Source records:
* * * *

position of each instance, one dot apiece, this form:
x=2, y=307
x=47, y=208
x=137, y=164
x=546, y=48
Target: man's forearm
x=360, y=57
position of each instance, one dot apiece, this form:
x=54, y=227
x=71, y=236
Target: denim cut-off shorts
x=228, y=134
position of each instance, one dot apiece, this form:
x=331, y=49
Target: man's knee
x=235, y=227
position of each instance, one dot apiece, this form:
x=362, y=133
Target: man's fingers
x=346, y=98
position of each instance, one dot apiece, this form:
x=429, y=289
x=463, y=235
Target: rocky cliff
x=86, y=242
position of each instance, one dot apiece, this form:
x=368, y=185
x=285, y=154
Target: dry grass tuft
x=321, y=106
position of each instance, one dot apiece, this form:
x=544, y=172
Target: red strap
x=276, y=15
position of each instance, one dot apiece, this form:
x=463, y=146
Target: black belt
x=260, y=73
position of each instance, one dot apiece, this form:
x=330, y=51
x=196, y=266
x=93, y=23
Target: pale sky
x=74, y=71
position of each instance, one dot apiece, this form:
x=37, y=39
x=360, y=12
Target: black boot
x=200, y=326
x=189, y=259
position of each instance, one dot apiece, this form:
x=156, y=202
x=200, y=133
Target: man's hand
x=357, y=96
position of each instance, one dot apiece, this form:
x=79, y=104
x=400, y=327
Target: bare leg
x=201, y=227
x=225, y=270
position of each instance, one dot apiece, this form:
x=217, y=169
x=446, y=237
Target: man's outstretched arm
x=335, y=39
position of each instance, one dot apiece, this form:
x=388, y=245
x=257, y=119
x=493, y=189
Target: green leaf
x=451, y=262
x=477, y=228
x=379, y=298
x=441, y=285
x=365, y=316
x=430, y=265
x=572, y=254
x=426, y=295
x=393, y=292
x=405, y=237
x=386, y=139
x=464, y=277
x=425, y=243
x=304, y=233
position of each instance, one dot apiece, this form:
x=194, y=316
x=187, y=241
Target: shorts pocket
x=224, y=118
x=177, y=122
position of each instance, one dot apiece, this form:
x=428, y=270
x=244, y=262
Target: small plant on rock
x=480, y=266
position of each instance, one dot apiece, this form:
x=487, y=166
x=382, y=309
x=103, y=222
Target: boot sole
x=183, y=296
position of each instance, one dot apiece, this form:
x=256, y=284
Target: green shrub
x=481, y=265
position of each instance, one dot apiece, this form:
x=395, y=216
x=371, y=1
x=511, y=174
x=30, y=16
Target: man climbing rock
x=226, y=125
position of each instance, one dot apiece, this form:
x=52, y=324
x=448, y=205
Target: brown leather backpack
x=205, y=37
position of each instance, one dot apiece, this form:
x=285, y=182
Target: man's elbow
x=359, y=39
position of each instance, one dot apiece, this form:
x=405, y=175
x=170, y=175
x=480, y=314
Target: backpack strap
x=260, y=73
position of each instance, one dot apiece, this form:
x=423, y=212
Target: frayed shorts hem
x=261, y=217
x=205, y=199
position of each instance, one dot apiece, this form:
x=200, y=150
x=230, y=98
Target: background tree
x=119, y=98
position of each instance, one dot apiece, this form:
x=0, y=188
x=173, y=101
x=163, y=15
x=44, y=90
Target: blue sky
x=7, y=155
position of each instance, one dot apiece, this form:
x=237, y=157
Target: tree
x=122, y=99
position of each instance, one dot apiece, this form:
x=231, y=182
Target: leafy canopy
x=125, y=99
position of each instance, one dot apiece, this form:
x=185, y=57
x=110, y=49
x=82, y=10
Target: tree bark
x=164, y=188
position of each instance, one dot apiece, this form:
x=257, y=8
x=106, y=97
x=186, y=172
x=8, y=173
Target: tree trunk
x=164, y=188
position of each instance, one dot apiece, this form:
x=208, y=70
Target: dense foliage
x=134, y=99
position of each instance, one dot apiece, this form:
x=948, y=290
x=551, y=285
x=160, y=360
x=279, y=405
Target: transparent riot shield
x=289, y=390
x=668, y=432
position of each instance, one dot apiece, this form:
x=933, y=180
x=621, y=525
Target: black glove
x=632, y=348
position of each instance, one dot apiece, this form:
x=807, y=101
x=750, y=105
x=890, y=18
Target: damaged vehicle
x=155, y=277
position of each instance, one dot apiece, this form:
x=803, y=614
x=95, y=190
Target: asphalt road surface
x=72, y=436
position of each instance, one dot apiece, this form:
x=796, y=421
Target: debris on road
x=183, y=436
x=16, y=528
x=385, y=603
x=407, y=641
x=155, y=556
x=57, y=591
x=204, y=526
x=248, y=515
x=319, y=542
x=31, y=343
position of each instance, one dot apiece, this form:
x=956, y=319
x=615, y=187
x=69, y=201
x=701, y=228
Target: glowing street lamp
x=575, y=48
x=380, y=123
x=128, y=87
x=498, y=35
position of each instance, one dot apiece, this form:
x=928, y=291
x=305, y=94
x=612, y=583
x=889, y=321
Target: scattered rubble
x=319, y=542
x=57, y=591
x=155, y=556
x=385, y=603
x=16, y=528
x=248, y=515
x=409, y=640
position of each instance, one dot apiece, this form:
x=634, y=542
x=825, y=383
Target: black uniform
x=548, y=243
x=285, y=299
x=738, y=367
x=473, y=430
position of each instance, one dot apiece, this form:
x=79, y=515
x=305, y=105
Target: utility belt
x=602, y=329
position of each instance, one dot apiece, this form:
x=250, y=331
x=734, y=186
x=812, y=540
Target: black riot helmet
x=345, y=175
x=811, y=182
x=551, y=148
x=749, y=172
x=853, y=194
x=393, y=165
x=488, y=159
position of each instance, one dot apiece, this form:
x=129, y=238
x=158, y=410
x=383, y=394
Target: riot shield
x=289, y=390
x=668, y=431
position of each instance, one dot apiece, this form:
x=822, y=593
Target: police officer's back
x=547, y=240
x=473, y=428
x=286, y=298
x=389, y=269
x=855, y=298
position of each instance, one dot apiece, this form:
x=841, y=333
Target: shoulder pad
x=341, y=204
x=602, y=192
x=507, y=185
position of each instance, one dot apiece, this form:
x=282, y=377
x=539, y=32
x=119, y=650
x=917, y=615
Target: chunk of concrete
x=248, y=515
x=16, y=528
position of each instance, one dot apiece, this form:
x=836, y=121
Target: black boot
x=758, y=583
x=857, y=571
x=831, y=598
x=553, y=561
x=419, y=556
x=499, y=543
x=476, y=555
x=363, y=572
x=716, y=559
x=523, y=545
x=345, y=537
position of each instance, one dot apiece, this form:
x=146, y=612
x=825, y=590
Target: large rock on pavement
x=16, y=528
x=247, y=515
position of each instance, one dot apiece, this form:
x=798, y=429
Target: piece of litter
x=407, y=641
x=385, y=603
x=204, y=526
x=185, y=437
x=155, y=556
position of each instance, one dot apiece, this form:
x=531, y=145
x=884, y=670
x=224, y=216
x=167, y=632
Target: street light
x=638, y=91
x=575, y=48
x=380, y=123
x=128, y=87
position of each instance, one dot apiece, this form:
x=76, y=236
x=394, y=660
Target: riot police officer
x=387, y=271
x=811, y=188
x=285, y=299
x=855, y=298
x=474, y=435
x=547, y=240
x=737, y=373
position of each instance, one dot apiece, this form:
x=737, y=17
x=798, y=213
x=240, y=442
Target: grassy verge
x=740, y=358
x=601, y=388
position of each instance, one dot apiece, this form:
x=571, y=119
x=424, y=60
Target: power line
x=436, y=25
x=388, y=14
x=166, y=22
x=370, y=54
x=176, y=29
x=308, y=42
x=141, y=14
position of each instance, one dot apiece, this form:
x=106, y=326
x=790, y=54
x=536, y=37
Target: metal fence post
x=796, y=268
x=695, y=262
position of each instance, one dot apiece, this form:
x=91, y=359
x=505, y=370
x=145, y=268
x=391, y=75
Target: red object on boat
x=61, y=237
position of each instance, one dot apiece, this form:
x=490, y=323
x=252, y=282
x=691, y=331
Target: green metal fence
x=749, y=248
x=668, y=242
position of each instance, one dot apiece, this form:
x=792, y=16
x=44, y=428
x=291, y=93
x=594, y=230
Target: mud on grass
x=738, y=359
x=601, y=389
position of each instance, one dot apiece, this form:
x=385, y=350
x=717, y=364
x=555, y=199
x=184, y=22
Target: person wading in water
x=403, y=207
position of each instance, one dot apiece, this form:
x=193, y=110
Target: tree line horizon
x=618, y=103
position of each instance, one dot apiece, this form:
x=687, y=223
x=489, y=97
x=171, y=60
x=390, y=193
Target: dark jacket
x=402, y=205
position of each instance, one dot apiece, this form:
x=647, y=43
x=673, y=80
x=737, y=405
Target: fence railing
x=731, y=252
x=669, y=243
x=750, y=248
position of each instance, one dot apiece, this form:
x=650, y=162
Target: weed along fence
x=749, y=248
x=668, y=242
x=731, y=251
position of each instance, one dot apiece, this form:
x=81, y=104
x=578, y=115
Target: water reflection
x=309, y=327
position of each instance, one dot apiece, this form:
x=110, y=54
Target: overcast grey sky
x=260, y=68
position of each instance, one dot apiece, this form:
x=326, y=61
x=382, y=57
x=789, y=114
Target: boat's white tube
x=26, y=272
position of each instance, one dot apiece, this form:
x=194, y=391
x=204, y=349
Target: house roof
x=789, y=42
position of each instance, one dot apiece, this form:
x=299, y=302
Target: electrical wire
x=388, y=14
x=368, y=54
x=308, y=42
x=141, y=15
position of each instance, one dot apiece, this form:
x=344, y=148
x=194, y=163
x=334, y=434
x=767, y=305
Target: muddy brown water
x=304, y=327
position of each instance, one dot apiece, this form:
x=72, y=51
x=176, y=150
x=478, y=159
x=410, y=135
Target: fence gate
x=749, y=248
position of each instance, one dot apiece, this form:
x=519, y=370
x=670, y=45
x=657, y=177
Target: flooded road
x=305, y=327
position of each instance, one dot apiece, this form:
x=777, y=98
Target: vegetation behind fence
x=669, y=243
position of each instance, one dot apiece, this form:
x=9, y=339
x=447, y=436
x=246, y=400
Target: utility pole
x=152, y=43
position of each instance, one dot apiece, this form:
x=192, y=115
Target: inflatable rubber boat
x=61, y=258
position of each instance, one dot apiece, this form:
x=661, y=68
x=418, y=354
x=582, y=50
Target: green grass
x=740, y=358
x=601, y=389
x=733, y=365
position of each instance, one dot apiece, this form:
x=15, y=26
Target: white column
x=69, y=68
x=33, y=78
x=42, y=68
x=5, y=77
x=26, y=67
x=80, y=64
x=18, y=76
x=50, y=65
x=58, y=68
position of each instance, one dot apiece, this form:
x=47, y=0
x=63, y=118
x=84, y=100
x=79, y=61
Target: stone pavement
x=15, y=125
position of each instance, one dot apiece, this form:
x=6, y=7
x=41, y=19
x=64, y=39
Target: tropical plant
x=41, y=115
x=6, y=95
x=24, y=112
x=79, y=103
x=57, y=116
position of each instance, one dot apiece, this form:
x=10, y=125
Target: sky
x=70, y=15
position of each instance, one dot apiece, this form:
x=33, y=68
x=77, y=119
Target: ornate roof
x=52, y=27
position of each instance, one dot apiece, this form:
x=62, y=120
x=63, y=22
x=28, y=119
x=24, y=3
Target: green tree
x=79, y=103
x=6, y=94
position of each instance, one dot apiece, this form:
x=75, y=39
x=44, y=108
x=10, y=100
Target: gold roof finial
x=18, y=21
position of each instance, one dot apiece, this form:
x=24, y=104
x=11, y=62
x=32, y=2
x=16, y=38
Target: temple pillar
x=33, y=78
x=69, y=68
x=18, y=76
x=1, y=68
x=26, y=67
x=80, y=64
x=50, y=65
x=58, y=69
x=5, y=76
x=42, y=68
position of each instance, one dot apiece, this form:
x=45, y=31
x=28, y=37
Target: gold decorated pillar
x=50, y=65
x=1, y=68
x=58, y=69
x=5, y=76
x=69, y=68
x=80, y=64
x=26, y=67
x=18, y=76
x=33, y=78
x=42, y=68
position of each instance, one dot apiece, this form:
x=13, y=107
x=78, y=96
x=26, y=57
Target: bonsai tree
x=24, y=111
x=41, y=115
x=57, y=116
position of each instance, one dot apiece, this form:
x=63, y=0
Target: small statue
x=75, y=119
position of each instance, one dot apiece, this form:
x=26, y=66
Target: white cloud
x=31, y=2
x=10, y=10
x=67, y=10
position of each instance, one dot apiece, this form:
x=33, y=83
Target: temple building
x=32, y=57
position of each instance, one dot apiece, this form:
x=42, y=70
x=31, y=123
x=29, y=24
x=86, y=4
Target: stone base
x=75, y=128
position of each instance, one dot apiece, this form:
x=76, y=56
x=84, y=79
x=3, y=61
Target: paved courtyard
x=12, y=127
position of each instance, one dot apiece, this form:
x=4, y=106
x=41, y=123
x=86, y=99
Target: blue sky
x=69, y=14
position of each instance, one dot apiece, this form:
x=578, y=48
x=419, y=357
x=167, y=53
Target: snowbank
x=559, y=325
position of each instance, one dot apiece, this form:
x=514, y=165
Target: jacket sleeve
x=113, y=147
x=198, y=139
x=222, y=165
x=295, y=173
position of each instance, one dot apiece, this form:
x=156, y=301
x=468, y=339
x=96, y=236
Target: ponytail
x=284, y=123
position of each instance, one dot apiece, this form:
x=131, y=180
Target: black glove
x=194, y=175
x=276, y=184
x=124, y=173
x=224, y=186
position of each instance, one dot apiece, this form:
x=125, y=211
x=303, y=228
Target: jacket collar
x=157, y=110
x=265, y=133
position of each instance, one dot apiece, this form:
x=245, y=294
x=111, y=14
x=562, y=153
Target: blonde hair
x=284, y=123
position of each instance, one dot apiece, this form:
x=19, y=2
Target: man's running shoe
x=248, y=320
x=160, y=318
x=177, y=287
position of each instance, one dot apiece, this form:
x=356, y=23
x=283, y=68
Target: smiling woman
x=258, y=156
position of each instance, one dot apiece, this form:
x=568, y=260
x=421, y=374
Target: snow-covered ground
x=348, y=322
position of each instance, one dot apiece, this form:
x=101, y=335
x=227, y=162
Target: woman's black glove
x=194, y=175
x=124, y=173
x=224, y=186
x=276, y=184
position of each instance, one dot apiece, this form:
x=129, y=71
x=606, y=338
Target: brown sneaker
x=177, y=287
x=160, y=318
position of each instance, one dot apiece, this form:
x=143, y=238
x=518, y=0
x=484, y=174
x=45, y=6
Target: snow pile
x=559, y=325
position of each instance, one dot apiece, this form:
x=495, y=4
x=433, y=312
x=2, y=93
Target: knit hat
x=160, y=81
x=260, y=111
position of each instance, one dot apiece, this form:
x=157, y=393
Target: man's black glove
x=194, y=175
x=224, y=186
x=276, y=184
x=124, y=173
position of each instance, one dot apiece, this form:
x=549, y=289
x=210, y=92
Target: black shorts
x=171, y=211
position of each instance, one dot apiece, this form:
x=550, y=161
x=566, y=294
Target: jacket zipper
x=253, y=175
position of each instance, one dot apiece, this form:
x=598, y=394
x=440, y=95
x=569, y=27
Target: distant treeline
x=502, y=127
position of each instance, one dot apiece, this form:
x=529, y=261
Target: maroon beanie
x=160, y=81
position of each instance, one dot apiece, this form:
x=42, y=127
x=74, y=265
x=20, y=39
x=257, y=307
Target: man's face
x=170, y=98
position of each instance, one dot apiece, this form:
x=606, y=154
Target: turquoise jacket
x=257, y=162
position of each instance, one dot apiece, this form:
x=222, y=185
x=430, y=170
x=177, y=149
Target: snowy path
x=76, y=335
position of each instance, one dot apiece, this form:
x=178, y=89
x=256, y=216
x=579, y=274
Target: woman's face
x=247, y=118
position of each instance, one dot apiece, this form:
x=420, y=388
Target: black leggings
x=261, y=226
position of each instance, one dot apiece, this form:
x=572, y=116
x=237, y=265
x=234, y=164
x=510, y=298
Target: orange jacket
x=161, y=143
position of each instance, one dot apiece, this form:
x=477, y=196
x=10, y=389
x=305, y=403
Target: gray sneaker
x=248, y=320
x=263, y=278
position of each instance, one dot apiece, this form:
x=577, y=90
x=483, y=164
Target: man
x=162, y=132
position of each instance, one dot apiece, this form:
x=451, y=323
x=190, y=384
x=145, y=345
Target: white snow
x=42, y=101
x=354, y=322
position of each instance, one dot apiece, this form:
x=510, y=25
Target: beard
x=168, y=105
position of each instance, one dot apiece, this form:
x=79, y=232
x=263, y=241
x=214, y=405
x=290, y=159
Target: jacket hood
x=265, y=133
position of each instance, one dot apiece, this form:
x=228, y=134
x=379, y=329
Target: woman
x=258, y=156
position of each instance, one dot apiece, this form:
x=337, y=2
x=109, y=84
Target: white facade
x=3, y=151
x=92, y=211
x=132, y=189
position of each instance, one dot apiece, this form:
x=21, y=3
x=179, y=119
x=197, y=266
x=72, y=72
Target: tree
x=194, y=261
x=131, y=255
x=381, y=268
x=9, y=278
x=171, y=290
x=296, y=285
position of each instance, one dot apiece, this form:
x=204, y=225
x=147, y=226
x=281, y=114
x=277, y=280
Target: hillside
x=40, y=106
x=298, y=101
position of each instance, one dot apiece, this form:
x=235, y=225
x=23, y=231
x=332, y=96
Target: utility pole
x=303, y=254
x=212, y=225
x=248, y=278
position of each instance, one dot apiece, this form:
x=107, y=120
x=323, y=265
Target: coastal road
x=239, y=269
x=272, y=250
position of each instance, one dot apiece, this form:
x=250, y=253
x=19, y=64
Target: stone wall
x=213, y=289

* * * *

Task details:
Return every line in the entries above that contains the string "shorts", matching case exactly.

Answer for this exercise:
Target: denim cut-off shorts
Target: shorts pocket
Target: frayed shorts hem
Target: black shorts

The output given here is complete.